## Texte proposé
————
« Nous sommes le peuple »
La réunification allemande : le slogan de la révolution pacifique de 1989 était un appel contre la division et pour la non-violence.
La chute du Mur le 9 novembre 1989 à Berlin – et, ainsi, l’élimination d’une frontière existant depuis 40 ans au sein de l’Allemagne – est la conséquence de la révolution pacifique qui l’a précédée. A l’époque, personne ne parlait d’une révolution pacifique, cette appellation n’est apparue que rétrospectivement pour désigner les protestations, les manifestations et la vague d’émigration de la RDA. A l’époque, leur issue était incertaine. La RDA était une dictature prête à riposter avec l’un des plus importants appareils sécuritaires au monde. La résistance, l’opposition, la simple critique de la situation à l’école, à l’université ou en entreprise provoquait des répressions en tous genres, emprisonnement, condamnation, obligation de quitter le pays ou refus des études, limitations des déplacements dans le bloc soviétique et jusqu’à de nouvelles cartes d’identité appelées « PM12 » limitant les déplacements en RDA même.
Une révolution sans violence
Or tous les moyens contraignants de l’Etat est-allemand perdaient leur aspect terrifiant car les acteurs eux-mêmes évitaient toute violence. Les mouvements indépendants en faveur de la paix, des droits des femmes, de l’environnement ou de la démocratie, nés en marge des églises protestantes au début des années 1980, acquirent ainsi une puissance et une légitimité presque irrésistibles. Le fondement de notre société actuelle a été notamment posé à Leipzig en 1989. Le 9 octobre, plus de 100.000 personnes y descendirent dans la rue. Les premières tentatives de manifestation, emmenées par des jeunes qui organisaient des prières pour la paix dans l’église Saint-Nicolas, s’étaient déroulées dès le 4 septembre, avec des banderoles proclamant : « Pour un pays ouvert avec des habitants libres ».
————
## À faire
Pouvez-vous prolonger le texte sur la révolution pacifique de 1989 à partir de l'endroit où il s'arrête ? Les données qui suivent sont indépendantes du texte sur la révolution pacifique de 1989.

## Données fournies
————
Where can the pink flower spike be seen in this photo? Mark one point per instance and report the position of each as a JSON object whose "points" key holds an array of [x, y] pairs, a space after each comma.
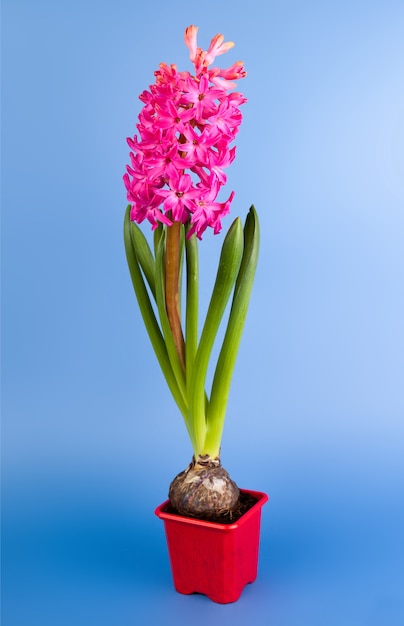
{"points": [[190, 41]]}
————
## Corrigé
Le 9 octobre, le groupe distribua 30.000 tracts imprimés secrètement avec le slogan « Wir sind das Volk » (Nous sommes le peuple) imprimé en gras. Ce n’était pas un appel à la réunification, il s’adressait aux policiers et aux groupes de combat ouvriers pour leur faire comprendre qu’ils étaient tous dans le même bateau, à Leipzig comme dans tout le pays, qu’ils étaient éventuellement appelés pour combattre leurs enfants, leurs parents et leurs voisins. Le tract stipulait : « La violence parmi nous provoque des blessures qui saigneront éternellement. C’est à nous aujourd’hui d’éviter une escalade de la violence. Notre avenir en dépend. »
On s’est souvent demandé comment le slogan « Wir sind das Volk! » est né. Les premiers cris étaient « Rejoignez-nous ! Rejoignez-nous ! » lorsque l’immense foule envahit le périphérique de Leipzig. Une jeune fille de 18 ans, Kathrin Walther, se tenait cachée derrière le vitrail d’une église et écrivait les slogans criés. Sur le clocher, deux autres jeunes filmaient la manifestation et leur film fit le tour du monde. Ses participants criaient alors « Nous ne sommes pas des hooligans » car les manifestants étaient traités d’hooligans et d’éléments criminels dans tous les journaux du parti unique, le SED.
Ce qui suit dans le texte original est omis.